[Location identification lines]
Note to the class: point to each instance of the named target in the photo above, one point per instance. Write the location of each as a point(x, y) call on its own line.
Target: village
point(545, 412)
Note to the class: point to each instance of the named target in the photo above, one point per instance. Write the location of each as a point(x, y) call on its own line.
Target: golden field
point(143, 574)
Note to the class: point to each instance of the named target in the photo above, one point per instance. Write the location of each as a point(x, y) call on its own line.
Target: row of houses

- [The request]:
Can you lay out the lines above as a JSON list of strings, one string per line, with blank lines left out?

- [Problem solution]:
[
  "Note to the class: point to each instance of the named target in the photo above, one point per instance. Write the location of each as a point(x, y) call on its own line.",
  "Target: village",
  "point(545, 412)",
  "Note to the class: point to each instance of the named target in the photo above, one point per instance. Write the location of each as a point(x, y) call on its own line.",
  "Target: golden field",
  "point(143, 574)",
  "Note to the class: point to each instance of the named target in the photo above, one point per instance. Write the location of each as a point(x, y) call on its own line.",
  "Target: row of houses"
]